## WHAT THIS TASK INVOLVES
According to the travel piece about Gapyeong, during which months is the area especially popular among Koreans?

## SOURCE PASSAGE
One of the best things about Seoul is how easy it is to get out of. Don’t get me wrong, I harbor a deep love for this chaotic, bustling metropolis, but an escape from the concrete jungle is necessary every now and then. So whenever I need a quick break from the crowds, I like to head to one of my favorite weekend getaway destinations: Gapyeong.
Tucked away at the edge of the Gyeonggi Province just northeast of Seoul, Gapyeong is one of the most convenient vacation spots you can visit from the city. The area is especially popular among Koreans during the summer months because of its natural beauty.
Gapyeong boasts lush greenery, scenic views of steep hills along the Bukhan River, and offers a variety of activities. No matter what kind of vacation you are looking for, Gapyeong will deliver. So here are some essential tips for anyone interested in visiting the area.
How to Get to Gapyeong
One of the most common complaints I hear from expats about trying to get out of Seoul is traffic.
And trust me, it’s warranted. Koreans love to travel during the summer, and since Seoul has such a high population density, it makes for some very packed highways. I’ve spent six hours in a bus for a journey that was supposed to be three hours, and once even sat in a car for 14 hours when the total trip was estimated to take seven.
So even though it is actually easy to get out of Seoul because of its top-notch public transportation, that really only applies to some destinations. Luckily, this includes Gapyeong.

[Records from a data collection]
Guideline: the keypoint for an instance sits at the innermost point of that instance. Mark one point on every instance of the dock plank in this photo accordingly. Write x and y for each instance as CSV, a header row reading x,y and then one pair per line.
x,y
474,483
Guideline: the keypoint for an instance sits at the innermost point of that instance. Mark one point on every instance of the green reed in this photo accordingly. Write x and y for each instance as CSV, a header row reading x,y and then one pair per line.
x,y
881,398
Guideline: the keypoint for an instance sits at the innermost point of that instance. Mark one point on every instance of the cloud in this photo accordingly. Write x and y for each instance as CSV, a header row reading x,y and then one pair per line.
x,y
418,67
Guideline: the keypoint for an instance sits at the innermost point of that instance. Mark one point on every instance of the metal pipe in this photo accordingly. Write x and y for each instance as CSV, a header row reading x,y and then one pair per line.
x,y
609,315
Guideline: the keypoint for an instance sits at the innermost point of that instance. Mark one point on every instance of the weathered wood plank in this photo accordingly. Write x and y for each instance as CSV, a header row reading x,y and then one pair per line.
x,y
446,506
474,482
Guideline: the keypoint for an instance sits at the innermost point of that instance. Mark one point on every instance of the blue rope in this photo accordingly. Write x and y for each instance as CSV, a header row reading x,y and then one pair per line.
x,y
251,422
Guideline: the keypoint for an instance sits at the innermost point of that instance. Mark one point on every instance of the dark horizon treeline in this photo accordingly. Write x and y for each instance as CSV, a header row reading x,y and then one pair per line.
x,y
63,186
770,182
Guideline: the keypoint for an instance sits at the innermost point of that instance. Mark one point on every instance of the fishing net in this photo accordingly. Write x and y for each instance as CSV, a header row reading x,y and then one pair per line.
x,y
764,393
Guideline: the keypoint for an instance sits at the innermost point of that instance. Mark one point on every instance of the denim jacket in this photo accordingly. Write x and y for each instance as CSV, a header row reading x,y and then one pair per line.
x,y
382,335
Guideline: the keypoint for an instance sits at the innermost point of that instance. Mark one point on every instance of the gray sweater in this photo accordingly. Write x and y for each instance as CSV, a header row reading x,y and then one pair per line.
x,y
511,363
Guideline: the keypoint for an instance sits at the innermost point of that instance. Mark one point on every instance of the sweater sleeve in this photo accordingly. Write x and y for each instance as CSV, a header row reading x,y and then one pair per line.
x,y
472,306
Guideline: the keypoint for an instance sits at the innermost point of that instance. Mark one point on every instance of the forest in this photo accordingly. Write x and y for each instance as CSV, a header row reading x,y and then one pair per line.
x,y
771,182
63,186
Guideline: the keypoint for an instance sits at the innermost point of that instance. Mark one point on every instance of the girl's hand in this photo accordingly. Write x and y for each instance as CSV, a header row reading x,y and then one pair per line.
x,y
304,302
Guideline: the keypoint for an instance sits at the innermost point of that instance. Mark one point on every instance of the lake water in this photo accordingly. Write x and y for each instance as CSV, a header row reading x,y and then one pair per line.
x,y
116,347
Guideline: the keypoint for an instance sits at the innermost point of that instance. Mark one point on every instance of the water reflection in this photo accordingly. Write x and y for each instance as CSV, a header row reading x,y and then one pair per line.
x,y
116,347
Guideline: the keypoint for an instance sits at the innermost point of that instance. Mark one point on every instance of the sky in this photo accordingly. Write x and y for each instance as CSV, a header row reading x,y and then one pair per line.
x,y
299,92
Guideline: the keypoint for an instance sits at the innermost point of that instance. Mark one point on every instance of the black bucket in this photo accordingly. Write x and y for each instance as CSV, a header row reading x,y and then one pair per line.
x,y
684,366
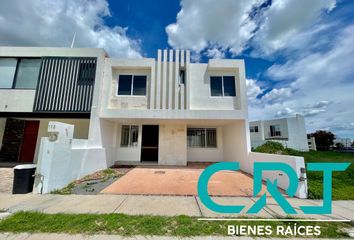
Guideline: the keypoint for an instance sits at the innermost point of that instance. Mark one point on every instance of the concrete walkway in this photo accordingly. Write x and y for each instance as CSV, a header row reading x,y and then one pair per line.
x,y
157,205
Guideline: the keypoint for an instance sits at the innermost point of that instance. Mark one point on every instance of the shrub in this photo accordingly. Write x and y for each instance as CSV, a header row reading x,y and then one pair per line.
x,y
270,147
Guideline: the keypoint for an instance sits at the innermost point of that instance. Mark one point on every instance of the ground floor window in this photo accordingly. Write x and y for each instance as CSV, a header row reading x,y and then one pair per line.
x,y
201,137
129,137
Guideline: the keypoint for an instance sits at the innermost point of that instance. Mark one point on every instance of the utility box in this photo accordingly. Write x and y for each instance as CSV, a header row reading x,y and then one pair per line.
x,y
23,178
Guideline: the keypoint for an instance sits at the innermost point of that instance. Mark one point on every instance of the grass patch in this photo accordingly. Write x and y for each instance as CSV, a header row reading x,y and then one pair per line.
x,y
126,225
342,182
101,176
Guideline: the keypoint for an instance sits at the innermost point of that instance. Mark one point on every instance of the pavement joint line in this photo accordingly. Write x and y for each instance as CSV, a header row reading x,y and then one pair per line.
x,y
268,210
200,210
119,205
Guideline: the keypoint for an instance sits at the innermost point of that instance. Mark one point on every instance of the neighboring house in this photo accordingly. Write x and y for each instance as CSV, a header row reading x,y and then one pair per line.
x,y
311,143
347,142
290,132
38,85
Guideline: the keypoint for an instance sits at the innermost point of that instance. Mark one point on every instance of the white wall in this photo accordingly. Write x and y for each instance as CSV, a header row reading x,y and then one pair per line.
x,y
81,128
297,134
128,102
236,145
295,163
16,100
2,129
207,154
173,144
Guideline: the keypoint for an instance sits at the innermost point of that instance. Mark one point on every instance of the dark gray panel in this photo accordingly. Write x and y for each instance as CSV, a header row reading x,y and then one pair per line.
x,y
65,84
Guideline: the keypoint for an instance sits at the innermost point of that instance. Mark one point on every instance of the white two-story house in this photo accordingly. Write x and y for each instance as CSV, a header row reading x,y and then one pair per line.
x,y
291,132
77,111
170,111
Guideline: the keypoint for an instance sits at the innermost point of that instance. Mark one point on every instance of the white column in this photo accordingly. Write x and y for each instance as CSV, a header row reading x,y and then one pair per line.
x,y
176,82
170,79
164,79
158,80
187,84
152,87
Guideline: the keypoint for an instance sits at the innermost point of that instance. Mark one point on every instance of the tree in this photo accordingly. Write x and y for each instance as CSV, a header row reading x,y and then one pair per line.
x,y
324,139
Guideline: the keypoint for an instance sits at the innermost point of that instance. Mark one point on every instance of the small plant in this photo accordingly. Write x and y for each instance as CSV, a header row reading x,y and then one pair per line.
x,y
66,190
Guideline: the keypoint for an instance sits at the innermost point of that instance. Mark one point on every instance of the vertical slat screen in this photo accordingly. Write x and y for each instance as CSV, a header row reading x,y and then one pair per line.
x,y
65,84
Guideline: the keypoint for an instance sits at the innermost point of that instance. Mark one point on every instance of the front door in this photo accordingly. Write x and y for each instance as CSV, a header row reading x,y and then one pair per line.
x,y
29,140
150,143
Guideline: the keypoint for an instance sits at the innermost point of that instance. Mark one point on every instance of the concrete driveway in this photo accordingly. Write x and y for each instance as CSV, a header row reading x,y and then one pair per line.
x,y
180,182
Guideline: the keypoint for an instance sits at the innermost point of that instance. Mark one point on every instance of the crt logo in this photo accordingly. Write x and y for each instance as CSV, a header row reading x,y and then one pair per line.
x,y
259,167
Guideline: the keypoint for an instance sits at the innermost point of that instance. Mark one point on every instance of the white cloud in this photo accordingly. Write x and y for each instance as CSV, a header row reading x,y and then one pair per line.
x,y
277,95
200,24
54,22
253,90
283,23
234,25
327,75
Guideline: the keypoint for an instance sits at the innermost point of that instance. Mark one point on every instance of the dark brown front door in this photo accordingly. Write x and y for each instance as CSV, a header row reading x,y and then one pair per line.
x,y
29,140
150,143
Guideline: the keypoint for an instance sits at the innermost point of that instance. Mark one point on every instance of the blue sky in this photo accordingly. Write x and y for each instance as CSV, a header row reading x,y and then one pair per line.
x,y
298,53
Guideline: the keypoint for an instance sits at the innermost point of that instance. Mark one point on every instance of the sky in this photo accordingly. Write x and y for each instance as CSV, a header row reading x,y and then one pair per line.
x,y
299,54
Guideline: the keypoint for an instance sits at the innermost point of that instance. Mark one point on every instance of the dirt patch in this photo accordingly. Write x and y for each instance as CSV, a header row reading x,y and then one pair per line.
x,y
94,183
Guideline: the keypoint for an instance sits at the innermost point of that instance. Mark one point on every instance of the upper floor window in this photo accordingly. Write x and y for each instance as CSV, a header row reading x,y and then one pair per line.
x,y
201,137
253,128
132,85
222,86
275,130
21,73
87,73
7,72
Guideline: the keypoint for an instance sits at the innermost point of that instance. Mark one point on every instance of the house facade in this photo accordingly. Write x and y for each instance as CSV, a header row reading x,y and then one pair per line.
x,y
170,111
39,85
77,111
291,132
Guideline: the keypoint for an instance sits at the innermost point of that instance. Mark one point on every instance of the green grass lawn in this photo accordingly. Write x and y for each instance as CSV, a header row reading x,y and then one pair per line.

## OUTPUT OF THE EXERCISE
The summer months.